* Exercise aim *
Write out the passage of the news briefing below word for word, starting at "Variants may undo" and ending at "the pandemic’s end.".

* Study text *
* * * * *

Analysis & Comment

Your Monday Briefing

High-profile arrests rock Jordan.

By Amelia Nierenberg

Turmoil in Jordan

The Jordanian government has arrested high-profile figures, including Sharif Hassan bin Zaid, a member of the royal family, and Bassem Awadallah, a former chief of the royal court, an unusual development in the normally stable Arab kingdom. Officials cited “the security and stability of Jordan” as reasons for the moves.

According to an Israeli official, Jordanian officials said there had not been a coup attempt, that the situation was under control, and that its gravity had been exaggerated by the news media, though they did confirm that arrests had been made.

But it remains unclear if Hamzah bin Hussein, the former crown prince, is detained. In a dramatic video, he said he had no security or phone access, that the satellite internet service he was using was about to be cut and that he was under house arrest. The Jordanian Army and security services denied reports that he had been arrested.

The deputy prime minister said Prince Hamzah had worked with “foreign entities” to destabilize the state, the BBC reported. He accused Prince Hamzah of attempting to recruit “clan leaders” against the government after the prince had recent meetings with tribal leaders. Prince Hamzah also said the military leader had chastised him for being present at meetings where there had been criticism of the king or the government.

Quotable: “Even to criticize a small aspect of a policy leads to arrest and abuse by the security services,” Prince Hamzah said in the video. “It’s reached the point where no one is able to speak or express an opinion on anything without being bullied, arrested, harassed and threatened.”

Variants may undo progress

The United States appears to be bending the pandemic curve. Cases, hospitalizations and deaths from the coronavirus have fallen steeply from their highs.

But concerning variants are spreading, carrying mutations that make the virus both more contagious and in some cases more deadly. Variants first discovered in Britain, South Africa and Brazil are gaining a foothold, and new U.S. variants have continued to pop up, threatening to postpone the pandemic’s end.

“We don’t have evolution on our side,” said Devi Sridhar, a professor of public health at the University of Edinburgh in Scotland.

* * * * *

* Information given *
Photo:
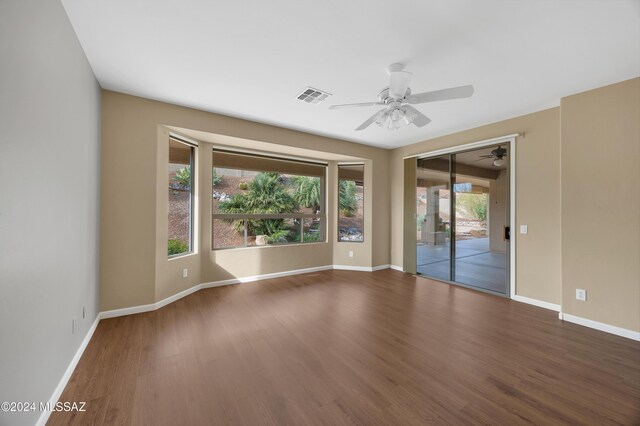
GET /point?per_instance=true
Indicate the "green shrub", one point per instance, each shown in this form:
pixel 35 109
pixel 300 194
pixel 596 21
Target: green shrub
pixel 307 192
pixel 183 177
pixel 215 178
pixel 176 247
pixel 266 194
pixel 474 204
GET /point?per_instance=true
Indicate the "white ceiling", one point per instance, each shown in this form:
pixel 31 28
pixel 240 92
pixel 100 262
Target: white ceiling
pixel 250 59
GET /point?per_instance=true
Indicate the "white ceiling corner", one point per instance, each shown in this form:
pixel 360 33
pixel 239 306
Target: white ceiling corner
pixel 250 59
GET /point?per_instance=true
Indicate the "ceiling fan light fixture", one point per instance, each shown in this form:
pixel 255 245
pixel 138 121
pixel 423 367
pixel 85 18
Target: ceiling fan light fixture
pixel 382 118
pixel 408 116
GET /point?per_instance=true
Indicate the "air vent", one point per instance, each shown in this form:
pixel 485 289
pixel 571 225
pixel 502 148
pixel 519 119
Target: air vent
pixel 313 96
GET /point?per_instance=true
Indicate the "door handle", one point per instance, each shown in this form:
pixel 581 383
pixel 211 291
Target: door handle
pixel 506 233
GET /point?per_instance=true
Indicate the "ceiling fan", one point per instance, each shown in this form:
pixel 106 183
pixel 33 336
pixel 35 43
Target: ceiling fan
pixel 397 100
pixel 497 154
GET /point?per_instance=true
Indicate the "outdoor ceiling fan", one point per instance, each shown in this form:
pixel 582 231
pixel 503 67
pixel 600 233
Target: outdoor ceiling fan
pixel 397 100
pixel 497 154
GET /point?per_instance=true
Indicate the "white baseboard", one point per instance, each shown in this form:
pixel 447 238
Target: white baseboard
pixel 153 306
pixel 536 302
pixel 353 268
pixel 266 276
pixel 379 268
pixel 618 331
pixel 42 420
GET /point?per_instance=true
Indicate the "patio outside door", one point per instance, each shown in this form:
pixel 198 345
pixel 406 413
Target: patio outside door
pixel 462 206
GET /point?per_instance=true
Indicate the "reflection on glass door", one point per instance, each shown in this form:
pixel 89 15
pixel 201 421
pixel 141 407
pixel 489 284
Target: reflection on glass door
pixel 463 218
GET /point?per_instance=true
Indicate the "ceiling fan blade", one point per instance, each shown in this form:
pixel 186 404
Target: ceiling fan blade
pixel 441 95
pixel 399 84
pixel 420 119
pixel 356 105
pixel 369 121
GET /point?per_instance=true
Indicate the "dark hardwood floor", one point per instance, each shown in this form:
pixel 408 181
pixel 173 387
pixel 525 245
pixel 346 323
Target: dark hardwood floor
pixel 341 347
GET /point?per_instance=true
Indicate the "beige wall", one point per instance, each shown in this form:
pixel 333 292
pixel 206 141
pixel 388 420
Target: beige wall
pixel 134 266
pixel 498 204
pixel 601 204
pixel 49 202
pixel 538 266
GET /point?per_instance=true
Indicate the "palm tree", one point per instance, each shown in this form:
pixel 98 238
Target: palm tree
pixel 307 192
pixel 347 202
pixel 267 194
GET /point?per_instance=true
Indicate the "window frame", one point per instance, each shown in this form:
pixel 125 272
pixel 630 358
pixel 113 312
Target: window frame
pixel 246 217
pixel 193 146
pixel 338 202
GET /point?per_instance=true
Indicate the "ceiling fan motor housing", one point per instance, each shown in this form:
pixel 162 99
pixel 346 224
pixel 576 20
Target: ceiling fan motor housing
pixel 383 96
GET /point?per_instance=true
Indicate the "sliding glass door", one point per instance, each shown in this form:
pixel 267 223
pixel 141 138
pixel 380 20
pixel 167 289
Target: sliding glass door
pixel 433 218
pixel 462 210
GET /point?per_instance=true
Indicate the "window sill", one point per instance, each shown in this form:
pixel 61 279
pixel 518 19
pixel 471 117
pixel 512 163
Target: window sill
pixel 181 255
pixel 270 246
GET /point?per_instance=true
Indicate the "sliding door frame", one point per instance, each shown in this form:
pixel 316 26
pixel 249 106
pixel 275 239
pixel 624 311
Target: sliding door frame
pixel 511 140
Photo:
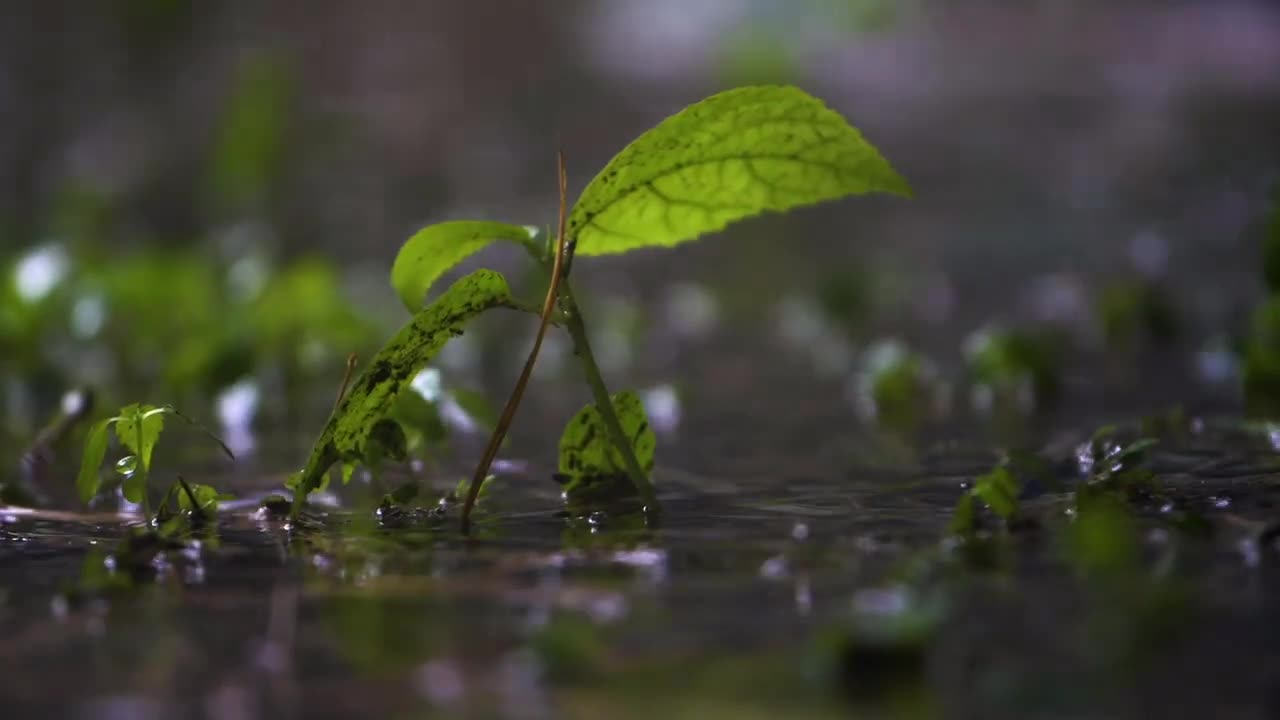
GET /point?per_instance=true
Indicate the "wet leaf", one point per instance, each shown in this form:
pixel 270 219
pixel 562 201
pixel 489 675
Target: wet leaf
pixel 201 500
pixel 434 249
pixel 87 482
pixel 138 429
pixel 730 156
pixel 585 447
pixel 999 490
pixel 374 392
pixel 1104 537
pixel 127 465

* * * * *

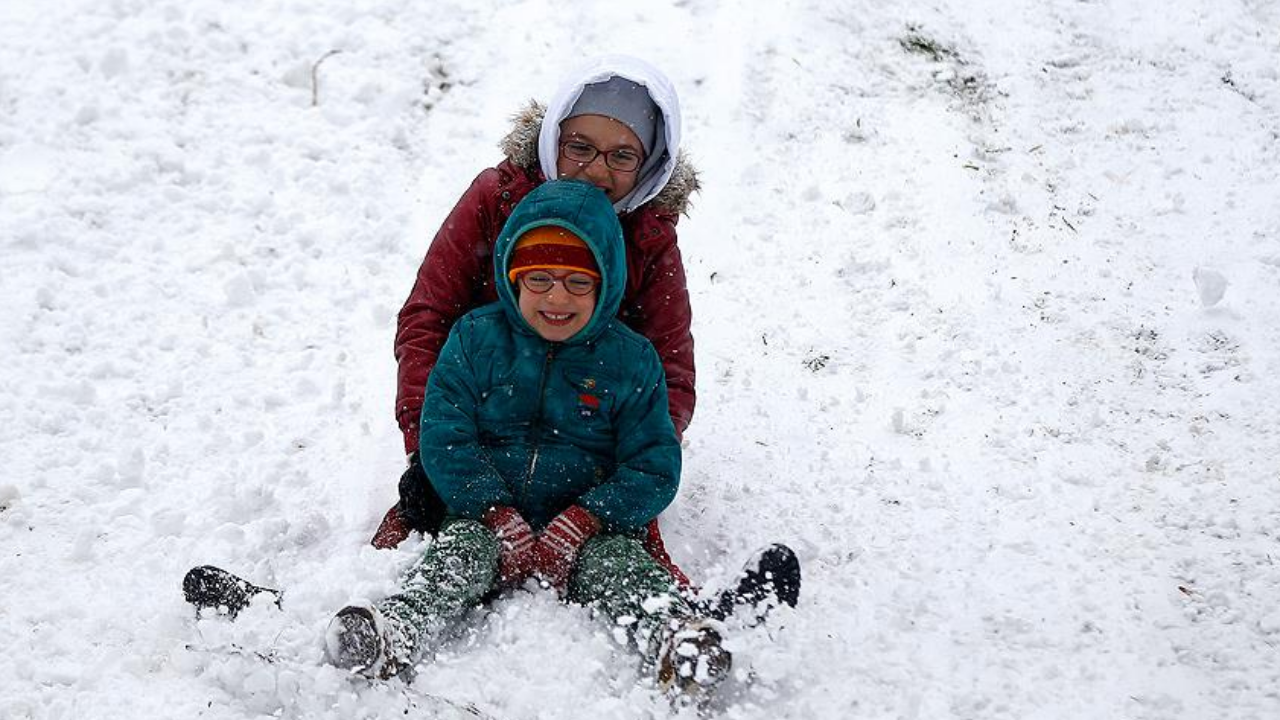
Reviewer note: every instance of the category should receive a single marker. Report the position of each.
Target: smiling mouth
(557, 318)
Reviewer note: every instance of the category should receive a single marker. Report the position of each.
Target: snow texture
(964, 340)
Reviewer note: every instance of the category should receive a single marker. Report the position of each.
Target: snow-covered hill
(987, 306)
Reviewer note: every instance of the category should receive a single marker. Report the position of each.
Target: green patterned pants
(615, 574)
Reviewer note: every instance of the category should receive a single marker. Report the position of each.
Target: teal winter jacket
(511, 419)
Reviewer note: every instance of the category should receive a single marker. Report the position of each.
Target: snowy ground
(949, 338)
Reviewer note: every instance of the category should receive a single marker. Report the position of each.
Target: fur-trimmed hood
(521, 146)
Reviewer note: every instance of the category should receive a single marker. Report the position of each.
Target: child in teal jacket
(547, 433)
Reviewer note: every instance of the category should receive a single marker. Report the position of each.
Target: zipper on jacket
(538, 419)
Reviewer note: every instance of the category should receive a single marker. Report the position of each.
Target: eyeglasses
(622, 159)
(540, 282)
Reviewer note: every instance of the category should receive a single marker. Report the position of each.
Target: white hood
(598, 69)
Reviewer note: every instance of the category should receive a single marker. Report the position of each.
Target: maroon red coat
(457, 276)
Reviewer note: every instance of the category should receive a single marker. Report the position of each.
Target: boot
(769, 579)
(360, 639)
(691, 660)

* * * * *

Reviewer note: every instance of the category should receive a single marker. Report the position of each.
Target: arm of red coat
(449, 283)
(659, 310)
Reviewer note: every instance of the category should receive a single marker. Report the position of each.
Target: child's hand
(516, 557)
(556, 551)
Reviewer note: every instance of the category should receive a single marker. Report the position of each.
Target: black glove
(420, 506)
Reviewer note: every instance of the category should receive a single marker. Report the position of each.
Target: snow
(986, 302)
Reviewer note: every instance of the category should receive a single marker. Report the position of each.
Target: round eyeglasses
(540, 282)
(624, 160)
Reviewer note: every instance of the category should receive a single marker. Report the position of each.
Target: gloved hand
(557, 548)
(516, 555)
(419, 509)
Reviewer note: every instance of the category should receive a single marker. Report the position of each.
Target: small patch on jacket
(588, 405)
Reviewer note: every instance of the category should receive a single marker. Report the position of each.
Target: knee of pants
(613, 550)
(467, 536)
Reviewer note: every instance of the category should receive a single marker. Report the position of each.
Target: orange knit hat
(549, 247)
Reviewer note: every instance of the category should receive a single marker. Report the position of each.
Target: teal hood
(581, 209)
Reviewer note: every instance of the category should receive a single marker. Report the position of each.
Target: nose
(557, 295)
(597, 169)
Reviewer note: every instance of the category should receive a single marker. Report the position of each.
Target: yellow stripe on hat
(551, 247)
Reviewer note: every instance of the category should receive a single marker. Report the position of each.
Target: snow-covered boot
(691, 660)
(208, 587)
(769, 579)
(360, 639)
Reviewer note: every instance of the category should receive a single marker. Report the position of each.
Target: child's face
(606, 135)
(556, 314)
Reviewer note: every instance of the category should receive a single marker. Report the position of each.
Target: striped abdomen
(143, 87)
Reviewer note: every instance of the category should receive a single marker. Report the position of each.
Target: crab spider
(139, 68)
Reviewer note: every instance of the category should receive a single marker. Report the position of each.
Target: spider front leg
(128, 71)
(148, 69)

* * * * *

* Written answer *
Variants may undo progress

The United States appears to be bending the pandemic curve. Cases, hospitalizations and deaths from the coronavirus have fallen steeply from their highs.

But concerning variants are spreading, carrying mutations that make the virus both more contagious and in some cases more deadly. Variants first discovered in Britain, South Africa and Brazil are gaining a foothold, and new U.S. variants have continued to pop up, threatening to postpone the pandemic’s end.